QUOTED PASSAGE:
>> START

The flags field carries request-specific information. As of the
6.0 kernel, the following flags are defined:

IORING_CQE_F_BUFFER
If set, the upper 16 bits of the flags field carries the
buffer ID that was chosen for this request. The request
must have been issued with IOSQE_BUFFER_SELECT set, and
used with a request type that supports buffer selection.
Additionally, buffers must have been provided upfront
either via the IORING_OP_PROVIDE_BUFFERS or the
IORING_REGISTER_PBUF_RING methods.

IORING_CQE_F_MORE
If set, the application should expect more completions
from the request. This is used for requests that can
generate multiple completions, such as multi-shot
requests, receive, or accept.

IORING_CQE_F_SOCK_NONEMPTY
If set, upon receiving the data from the socket in the
current request, the socket still had data left on
completion of this request.

IORING_CQE_F_NOTIF
Set for notification CQEs, as seen with the zero-copy
networking send and receive support.

The general sequence to read completion events off the completion
queue is as follows:

unsigned head;
head = *cqring->head;
if (head != atomic_load_acquire(cqring->tail)) {
struct io_uring_cqe *cqe;
unsigned index;
index = head & (cqring->mask);
cqe = &cqring->cqes[index];
/* process completed CQE */
process_cqe(cqe);
/* CQE consumption complete */
head++;
}
atomic_store_explicit(cqring->head, head, memory_order_release);

It helps to be reminded that the kernel adds CQEs to the tail of
the CQ, while you need to dequeue them off the head. To get the
index of an entry at the head, the application must mask the
current head index with the size mask of the ring. Once the CQE
has been consumed or processed, the head needs to be updated to
reflect the consumption of the CQE. Attention should be paid to
the read and write barriers to ensure successful read and update
of the head.

io_uring performance
Because of the shared ring buffers between kernel and user space,
io_uring can be a zero-copy system. Copying buffers to and from
becomes necessary when system calls that transfer data between
kernel and user space are involved. But since the bulk of the
communication in io_uring is via buffers shared between the
kernel and user space, this huge performance overhead is
completely avoided.

>> END

DATA EXTRACT:
>> START

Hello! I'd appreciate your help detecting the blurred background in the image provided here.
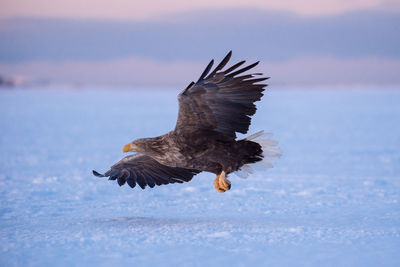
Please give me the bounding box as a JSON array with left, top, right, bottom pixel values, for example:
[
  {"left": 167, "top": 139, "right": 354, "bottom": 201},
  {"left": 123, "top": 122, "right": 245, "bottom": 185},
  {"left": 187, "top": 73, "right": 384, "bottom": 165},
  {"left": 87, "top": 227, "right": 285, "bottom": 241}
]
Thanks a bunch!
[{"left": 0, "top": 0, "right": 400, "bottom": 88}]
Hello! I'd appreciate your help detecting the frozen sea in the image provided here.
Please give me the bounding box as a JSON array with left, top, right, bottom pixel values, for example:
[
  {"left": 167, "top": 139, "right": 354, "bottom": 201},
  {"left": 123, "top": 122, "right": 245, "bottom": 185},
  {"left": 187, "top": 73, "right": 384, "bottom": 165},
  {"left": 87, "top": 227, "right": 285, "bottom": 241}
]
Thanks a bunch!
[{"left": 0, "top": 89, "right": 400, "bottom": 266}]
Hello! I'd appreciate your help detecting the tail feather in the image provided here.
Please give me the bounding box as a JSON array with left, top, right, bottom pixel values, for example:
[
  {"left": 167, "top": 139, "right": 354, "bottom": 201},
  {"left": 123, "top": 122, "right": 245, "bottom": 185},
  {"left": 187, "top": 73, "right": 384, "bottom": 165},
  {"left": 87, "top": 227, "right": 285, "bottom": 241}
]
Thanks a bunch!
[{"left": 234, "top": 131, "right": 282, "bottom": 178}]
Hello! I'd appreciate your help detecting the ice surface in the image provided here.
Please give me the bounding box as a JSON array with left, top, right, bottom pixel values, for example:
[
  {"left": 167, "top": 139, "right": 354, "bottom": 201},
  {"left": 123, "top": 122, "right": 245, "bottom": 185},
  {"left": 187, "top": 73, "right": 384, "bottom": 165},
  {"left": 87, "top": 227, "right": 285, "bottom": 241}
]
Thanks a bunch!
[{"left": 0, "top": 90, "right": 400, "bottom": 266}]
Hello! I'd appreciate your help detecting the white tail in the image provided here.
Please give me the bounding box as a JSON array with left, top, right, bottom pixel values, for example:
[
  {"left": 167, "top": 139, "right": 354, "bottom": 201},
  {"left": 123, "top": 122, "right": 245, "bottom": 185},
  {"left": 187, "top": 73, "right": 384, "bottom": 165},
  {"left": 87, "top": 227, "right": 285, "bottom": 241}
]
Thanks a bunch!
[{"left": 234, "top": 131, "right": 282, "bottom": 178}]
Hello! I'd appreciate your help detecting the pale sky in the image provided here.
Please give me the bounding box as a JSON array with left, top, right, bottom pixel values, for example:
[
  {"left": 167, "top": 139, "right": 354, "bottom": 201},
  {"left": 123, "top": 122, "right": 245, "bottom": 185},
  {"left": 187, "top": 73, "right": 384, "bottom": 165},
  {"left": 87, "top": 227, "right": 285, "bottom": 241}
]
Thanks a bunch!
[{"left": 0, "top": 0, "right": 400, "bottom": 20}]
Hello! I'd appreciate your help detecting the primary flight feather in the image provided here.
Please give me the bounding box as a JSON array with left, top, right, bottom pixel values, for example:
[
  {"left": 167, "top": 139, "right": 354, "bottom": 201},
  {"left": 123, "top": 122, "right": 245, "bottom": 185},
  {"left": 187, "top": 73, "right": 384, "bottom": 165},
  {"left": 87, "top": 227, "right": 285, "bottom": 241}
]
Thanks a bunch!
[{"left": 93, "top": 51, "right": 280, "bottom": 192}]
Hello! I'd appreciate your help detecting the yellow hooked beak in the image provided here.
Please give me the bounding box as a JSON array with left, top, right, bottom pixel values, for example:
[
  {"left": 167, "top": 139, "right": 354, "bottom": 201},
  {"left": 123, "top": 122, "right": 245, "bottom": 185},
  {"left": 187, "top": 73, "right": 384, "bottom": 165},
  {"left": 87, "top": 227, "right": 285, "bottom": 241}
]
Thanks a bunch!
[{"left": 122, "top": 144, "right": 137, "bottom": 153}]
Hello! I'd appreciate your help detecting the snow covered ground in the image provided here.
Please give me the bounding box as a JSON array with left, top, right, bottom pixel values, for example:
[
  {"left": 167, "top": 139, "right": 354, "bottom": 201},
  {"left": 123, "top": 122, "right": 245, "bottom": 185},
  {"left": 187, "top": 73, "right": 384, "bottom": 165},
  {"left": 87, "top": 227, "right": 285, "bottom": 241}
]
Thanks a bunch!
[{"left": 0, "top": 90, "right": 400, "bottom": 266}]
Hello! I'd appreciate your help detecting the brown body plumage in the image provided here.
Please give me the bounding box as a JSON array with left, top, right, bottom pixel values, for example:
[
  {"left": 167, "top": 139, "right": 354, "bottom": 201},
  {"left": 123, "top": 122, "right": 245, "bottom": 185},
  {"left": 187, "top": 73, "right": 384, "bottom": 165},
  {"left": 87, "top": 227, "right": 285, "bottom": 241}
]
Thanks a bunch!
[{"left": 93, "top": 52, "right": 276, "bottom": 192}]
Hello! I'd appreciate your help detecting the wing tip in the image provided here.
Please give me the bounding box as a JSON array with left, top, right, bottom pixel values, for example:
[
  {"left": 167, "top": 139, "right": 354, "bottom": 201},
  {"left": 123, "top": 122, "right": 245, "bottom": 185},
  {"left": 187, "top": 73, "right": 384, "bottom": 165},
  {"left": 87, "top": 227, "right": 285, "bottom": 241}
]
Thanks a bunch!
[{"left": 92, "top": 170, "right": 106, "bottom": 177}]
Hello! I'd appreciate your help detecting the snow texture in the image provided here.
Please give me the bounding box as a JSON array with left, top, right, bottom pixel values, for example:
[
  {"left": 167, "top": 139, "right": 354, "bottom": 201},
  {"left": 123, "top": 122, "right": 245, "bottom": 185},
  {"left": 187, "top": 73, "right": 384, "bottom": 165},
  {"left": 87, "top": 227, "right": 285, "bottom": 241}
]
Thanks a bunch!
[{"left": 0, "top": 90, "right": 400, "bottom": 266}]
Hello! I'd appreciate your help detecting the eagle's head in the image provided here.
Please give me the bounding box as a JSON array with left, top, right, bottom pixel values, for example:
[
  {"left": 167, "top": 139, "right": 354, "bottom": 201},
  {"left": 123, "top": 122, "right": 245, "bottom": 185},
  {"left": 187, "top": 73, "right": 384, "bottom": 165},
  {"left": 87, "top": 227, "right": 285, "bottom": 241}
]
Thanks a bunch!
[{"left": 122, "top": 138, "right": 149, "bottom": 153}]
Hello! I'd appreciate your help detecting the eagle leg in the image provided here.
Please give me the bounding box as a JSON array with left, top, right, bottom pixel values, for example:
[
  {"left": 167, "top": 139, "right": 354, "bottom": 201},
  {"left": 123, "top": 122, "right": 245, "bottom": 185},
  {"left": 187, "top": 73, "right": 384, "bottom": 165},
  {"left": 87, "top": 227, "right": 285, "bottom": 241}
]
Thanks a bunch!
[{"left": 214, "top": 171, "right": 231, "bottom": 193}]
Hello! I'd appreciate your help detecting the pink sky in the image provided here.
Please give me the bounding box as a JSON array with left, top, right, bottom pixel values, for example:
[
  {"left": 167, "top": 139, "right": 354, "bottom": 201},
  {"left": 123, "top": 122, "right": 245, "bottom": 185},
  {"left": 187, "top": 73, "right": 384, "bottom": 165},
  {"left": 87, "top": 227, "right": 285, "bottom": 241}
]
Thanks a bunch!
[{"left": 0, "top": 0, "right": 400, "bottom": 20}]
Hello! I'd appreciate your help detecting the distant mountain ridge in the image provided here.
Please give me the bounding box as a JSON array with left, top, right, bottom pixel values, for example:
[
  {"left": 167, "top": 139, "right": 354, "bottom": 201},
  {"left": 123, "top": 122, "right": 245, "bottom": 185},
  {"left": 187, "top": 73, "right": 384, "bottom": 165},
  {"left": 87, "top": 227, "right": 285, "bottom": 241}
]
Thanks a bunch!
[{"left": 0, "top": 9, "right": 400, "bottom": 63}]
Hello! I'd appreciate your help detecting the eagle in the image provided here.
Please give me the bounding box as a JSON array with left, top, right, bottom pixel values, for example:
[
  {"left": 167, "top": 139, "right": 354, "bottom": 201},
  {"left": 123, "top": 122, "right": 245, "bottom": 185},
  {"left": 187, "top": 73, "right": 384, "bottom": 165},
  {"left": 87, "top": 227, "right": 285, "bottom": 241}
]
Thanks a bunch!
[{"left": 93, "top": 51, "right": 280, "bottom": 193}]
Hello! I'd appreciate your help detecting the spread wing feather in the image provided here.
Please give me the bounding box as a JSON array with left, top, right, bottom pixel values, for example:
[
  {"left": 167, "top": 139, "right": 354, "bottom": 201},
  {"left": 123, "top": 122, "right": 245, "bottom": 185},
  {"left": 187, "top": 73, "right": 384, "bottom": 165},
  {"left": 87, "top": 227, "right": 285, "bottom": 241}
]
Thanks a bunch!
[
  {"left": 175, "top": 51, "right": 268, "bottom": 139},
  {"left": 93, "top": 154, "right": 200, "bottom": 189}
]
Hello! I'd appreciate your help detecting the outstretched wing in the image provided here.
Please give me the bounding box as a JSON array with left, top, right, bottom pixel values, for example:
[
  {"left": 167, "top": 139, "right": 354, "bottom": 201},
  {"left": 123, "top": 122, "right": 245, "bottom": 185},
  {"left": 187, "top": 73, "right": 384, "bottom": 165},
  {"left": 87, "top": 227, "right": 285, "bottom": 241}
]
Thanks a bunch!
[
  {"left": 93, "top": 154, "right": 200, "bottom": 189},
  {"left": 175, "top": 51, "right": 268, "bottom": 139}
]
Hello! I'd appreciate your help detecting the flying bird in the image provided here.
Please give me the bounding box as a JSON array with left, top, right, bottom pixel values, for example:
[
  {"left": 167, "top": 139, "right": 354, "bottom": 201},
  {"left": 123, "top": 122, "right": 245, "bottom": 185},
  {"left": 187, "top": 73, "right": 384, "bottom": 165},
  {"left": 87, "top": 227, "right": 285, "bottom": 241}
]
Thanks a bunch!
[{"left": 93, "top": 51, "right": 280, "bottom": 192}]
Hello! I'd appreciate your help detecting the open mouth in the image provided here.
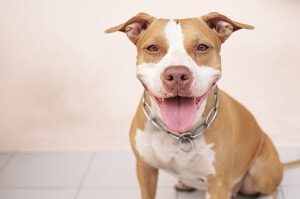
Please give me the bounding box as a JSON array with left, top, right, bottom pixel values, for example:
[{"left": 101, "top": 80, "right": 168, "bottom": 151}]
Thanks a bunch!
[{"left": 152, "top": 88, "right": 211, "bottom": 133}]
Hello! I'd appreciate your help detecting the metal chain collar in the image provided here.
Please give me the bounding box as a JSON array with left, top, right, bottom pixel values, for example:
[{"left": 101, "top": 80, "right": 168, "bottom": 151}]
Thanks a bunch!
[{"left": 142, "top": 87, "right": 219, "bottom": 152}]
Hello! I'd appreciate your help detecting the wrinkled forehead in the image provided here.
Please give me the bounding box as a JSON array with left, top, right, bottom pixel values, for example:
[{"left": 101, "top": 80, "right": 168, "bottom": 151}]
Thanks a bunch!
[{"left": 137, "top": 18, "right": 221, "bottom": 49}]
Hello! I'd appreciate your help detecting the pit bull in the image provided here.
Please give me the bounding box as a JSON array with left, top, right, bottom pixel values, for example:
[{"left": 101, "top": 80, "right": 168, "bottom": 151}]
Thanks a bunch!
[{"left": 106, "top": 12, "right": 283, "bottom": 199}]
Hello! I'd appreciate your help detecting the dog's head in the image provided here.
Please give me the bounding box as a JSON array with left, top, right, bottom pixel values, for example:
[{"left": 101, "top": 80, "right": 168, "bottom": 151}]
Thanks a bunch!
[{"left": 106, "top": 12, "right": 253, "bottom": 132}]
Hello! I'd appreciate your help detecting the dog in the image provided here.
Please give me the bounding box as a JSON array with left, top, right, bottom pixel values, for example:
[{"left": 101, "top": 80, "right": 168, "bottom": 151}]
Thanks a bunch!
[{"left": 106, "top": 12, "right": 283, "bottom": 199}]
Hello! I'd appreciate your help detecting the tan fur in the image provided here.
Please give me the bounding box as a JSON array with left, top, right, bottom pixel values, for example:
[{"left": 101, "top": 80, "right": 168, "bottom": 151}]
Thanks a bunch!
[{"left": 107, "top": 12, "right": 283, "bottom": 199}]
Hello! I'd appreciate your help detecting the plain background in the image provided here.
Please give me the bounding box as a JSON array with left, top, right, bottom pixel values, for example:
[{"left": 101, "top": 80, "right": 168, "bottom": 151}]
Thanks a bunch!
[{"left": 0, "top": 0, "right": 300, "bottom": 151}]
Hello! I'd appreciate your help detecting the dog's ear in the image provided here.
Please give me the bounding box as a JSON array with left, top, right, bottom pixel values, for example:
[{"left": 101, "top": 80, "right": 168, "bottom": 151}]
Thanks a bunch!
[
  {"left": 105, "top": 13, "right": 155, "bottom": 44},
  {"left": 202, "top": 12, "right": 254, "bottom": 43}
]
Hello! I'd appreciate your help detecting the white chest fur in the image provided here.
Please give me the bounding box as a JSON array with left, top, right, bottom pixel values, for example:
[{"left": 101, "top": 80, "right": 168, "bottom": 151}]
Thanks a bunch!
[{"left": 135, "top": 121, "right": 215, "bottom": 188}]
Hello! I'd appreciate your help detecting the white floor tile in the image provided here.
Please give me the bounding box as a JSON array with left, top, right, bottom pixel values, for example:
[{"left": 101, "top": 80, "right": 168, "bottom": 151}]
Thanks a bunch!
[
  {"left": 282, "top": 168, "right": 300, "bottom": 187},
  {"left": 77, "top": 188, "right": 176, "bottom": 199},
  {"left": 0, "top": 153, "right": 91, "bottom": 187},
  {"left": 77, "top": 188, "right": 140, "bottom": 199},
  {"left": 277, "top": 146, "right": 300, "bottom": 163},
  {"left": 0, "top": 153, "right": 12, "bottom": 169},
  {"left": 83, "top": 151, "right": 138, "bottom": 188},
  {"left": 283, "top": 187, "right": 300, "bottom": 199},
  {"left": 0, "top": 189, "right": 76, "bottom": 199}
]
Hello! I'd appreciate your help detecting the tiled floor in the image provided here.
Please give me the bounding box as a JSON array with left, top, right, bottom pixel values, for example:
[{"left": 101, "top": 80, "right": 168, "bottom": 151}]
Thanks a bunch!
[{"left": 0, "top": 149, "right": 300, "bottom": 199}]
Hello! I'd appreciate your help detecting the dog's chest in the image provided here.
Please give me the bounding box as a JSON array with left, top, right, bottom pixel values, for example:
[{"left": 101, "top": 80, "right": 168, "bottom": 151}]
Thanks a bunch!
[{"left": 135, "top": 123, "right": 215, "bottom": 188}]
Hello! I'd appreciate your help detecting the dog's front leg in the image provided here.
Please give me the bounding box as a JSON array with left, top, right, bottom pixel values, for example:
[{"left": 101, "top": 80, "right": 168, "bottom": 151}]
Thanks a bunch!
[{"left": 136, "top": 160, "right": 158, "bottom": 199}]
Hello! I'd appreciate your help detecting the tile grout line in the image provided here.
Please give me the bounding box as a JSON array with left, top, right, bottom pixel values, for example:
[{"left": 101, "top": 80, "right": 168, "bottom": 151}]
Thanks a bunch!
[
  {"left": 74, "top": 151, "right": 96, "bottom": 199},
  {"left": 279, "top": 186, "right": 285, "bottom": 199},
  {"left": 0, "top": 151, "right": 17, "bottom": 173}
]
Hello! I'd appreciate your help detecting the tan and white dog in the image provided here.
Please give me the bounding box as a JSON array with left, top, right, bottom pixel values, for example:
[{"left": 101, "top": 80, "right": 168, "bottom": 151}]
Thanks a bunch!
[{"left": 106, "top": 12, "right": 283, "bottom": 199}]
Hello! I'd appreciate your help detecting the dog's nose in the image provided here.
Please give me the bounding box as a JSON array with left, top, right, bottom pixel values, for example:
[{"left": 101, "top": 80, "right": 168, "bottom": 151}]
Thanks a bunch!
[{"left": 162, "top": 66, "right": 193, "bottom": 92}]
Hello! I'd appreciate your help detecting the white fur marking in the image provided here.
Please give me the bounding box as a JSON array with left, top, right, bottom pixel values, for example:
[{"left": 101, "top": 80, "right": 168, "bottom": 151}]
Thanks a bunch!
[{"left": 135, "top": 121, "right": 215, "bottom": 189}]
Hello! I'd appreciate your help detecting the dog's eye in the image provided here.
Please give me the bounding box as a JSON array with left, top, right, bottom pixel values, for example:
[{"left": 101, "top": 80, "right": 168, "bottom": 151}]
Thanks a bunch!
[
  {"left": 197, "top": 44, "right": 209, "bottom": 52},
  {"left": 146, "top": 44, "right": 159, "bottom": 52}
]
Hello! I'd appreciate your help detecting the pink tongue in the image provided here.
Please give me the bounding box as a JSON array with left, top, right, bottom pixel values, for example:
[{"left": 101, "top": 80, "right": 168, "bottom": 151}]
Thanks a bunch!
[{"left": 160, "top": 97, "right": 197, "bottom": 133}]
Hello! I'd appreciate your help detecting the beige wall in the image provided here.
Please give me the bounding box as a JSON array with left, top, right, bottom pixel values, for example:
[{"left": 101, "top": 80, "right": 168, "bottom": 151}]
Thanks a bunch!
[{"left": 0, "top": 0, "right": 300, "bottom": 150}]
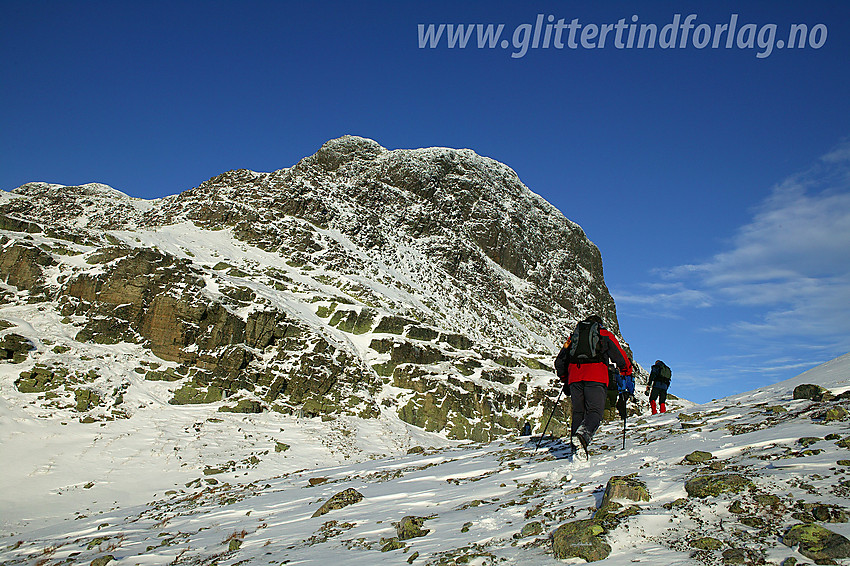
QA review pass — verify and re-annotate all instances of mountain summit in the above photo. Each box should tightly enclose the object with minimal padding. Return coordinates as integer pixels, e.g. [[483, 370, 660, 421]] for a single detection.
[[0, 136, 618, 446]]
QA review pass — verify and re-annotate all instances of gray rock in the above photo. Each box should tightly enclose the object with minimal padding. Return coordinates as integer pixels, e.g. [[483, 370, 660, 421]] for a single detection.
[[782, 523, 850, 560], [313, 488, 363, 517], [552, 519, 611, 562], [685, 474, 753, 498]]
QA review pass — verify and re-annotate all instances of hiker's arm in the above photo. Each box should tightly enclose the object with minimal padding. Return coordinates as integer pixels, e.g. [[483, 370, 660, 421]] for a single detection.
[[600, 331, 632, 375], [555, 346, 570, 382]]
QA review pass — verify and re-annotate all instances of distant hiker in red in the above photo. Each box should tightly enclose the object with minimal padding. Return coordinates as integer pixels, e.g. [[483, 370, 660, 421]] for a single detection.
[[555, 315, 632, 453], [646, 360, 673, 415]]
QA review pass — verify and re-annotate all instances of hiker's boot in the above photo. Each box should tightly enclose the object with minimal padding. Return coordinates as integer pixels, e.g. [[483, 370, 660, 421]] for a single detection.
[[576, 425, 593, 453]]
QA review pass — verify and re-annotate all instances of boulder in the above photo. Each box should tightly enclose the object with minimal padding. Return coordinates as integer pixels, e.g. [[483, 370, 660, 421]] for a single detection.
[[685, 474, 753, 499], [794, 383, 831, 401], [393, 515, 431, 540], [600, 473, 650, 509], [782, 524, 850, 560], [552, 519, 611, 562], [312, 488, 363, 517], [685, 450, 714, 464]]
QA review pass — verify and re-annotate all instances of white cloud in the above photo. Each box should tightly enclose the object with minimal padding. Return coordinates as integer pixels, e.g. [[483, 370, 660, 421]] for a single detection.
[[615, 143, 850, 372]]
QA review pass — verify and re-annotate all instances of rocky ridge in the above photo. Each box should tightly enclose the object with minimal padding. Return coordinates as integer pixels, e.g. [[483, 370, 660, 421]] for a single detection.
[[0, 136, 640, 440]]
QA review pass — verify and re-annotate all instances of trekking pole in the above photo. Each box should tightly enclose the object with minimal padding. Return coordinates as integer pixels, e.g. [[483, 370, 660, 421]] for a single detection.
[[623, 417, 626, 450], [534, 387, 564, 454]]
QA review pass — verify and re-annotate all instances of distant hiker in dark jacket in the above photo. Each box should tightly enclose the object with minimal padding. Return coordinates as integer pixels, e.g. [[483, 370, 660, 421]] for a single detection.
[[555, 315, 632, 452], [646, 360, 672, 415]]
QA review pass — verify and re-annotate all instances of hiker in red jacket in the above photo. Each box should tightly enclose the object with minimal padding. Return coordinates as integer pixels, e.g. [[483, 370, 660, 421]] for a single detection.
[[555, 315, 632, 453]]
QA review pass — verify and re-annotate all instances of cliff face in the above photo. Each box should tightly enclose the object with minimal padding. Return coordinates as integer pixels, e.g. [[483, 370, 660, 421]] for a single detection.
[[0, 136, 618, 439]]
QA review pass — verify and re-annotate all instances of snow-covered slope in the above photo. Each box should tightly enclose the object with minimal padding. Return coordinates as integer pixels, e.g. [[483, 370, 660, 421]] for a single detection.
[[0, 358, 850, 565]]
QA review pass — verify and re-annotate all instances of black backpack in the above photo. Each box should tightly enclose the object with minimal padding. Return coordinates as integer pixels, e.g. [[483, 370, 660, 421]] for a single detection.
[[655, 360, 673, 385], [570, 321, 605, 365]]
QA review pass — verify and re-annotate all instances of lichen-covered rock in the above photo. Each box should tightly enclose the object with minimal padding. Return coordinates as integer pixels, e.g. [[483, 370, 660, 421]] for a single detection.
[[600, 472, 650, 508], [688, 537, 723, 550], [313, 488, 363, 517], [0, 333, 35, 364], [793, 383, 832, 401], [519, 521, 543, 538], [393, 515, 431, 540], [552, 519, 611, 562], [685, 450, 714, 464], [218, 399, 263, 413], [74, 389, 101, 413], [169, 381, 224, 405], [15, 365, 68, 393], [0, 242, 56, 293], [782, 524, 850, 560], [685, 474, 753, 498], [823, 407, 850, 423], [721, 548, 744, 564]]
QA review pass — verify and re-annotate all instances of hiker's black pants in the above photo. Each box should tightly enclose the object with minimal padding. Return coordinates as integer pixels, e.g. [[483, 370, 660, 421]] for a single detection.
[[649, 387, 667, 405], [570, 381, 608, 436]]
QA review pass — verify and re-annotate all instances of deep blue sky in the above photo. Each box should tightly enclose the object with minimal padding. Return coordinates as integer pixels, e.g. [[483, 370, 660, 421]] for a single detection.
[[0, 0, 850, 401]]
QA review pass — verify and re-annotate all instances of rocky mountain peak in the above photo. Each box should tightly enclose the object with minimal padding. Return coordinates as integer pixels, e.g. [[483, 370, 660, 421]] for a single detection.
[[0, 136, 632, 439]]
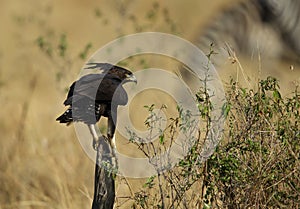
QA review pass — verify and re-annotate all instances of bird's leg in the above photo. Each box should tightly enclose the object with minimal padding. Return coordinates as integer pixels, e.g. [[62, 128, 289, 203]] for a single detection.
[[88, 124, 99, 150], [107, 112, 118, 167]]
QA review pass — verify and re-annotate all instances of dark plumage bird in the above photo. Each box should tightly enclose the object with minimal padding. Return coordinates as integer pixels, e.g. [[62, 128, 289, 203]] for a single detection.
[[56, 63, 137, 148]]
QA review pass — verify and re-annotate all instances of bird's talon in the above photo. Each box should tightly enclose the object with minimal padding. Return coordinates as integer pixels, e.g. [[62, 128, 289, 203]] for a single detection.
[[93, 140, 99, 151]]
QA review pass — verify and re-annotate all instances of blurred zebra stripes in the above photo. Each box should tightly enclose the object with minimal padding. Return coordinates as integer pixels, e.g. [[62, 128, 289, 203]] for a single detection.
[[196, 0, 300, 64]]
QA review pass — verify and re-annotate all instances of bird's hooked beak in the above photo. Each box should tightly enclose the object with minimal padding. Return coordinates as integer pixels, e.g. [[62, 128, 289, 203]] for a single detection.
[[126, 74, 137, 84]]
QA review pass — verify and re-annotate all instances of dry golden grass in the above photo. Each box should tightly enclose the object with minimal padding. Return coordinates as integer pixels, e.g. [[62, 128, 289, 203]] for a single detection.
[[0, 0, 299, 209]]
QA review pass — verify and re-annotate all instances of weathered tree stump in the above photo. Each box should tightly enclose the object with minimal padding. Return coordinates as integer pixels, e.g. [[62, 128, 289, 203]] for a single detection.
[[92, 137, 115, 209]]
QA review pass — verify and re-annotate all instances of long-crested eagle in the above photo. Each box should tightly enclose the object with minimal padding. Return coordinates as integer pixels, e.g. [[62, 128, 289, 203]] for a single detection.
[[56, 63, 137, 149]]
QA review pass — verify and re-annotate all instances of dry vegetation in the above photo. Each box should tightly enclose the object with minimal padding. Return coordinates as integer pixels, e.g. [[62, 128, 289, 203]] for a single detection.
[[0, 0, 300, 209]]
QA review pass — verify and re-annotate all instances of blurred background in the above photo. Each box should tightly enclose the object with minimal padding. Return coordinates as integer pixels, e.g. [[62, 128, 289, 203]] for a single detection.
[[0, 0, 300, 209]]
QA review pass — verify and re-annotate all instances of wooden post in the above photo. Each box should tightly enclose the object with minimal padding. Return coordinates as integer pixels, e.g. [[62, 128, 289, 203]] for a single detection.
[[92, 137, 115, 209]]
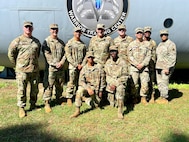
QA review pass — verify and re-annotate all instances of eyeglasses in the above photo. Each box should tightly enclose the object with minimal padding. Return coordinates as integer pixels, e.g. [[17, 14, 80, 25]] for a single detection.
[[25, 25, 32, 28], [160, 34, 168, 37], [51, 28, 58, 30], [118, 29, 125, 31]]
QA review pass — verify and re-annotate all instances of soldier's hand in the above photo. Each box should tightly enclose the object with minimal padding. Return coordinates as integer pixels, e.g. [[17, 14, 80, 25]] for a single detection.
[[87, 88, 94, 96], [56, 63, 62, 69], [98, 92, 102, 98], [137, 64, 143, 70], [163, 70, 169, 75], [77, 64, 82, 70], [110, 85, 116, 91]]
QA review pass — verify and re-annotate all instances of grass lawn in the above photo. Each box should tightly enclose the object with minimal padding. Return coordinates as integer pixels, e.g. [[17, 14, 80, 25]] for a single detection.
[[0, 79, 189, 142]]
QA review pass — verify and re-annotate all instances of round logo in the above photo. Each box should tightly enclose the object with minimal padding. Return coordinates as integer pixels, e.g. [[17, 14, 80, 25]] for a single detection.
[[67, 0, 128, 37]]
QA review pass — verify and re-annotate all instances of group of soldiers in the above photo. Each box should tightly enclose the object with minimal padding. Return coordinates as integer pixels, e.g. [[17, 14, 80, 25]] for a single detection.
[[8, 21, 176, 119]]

>> END

TO DO:
- 1) In the io_uring text, which flag tells the application to expect more completions from a request?
- 2) Pull out the part of the io_uring text that runs from "IORING_CQE_F_BUFFER" to "receive, or accept.", copied word for word.
- 3) Write a continuation of the io_uring text, picking up right after its final sentence.

ANSWERS BY TASK:
- 1) IORING_CQE_F_MORE

- 2)
IORING_CQE_F_BUFFER
If set, the upper 16 bits of the flags field carries the
buffer ID that was chosen for this request. The request
must have been issued with IOSQE_BUFFER_SELECT set, and
used with a request type that supports buffer selection.
Additionally, buffers must have been provided upfront
either via the IORING_OP_PROVIDE_BUFFERS or the
IORING_REGISTER_PBUF_RING methods.

IORING_CQE_F_MORE
If set, the application should expect more completions
from the request. This is used for requests that can
generate multiple completions, such as multi-shot
requests, receive, or accept.

- 3)
While system calls may not seem like a significant overhead, in
high performance applications, making a lot of them will begin to
matter. While workarounds the operating system has in place to
deal with Spectre and Meltdown are ideally best done away with,
unfortunately, some of these workarounds are around the system
call interface, making system calls not as cheap as before on
affected hardware. While newer hardware should not need these
workarounds, hardware with these vulnerabilities can be expected
to be in the wild for a long time. While using synchronous
programming interfaces or even when using asynchronous
programming interfaces under Linux, there is at least one system
call involved in the submission of each request. In io_uring, on
the other hand, you can batch several requests in one go, simply
by queueing up multiple SQEs, each describing an I/O operation
you want and make a single call to io_uring_enter(2). This is
possible due to io_uring's shared buffers based design.

While this batching in itself can avoid the overhead associated
with potentially multiple and frequent system calls, you can
reduce even this overhead further with Submission Queue Polling,
by having the kernel poll and pick up your SQEs for processing as
you add them to the submission queue. This avoids the
io_uring_enter(2) call you need to make to tell the kernel to
pick SQEs up. For high-performance applications, this means even
fewer system call overheads.

CONFORMING TO

       io_uring is Linux-specific.

EXAMPLES

       The following example uses io_uring to copy stdin to stdout.
       Using shell redirection, you should be able to copy files with
       this example.  Because it uses a queue depth of only one, this
       example processes I/O requests one after the other.  It is
       purposefully kept this way to aid understanding.  In real-world
       scenarios however, you'll want to have a larger queue depth to
       parallelize I/O request processing so as to gain the kind of
       performance benefits io_uring provides with its asynchronous
       processing of requests.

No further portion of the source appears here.